# [Trecho fornecido]
----
Suposto, pois - dai-me agora uma breve atenção - suposto pois que tudo o que se tem dito, tudo o que se diz e tudo o que se pode dizer da glória que nos espera no céu é tanto menos, e tão pouco, e tão nada que sem encarecimento se pode chamar mentira, que havemos, ou que podemos fazer para saber verdadeiramente o que é e como é a glória? Não há nem pode haver mais que um só meio, mas esse muito certo e adequado. E qual é? Ir ao céu, e vê-la. Perguntaram uma vez a Cristo dois que queriam ser seus discípulos onde morava: Rabbi, ubi habitas? E o Senhor, que não tinha casa na terra, senão no céu - donde nunca saiu ainda quando veio ao mundo - que respondeu? Venite, et videte: Vinde, e vê-lo-eis. E sem irem e verem não o podiam saber? Não. Excelentemente Alcuíno e Beda: Ideo non dixit ubi habitaret, sed illos ut venirent et viderent invitavit, quia habitatio, idest gloria Christi, videri quidem potest, verbis explicare non potest: Não disse o Senhor onde morava aos que o queriam saber, e somente lhes respondeu que viessem e vissem: Venit et videte, porque a morada de Cristo é a glória, e o que é, e como é a glória, só se pode ver, mas não se pode dizer: Videri potest, explicari non potest. Isto é o que respondeu Cristo, e isto é o que eu digo e o que só podem dizer os pregadores sobre este assunto. Façamos muito por ir ao céu, e lá veremos o que é a glória: Venite, et videte: Vinde, e vê-lo-eis. E quando, por mercê de Deus, formos ao céu, e virmos verdadeiramente o que é a glória, então veremos e conheceremos também quão pouca semelhança tem de verdade quanto cá se diz e se ouve.
----
# [Registros extraídos]
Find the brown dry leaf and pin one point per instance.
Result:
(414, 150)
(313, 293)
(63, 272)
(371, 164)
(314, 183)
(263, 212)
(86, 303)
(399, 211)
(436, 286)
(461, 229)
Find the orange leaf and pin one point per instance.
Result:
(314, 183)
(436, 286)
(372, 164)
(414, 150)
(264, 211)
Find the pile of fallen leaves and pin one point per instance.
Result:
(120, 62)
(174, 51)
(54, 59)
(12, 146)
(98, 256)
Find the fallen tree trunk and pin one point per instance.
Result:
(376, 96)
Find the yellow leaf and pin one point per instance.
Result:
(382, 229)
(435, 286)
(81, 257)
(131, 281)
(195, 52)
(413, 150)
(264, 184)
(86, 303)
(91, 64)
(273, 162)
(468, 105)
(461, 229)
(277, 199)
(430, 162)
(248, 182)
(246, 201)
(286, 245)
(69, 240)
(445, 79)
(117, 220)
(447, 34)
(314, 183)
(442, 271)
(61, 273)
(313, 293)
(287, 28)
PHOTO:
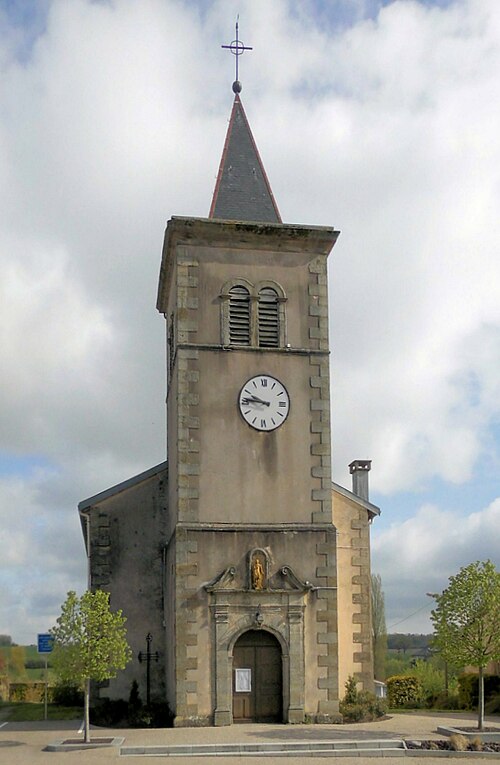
----
# [Instruções do exercício]
Segundo o trecho sobre a glória do céu, qual é o único meio de saber verdadeiramente o que é a glória? Responda, por favor, em poucas palavras. Os registros não têm nenhum papel nesta atividade.

# [Solução da tarefa]
Ir ao céu e vê-la.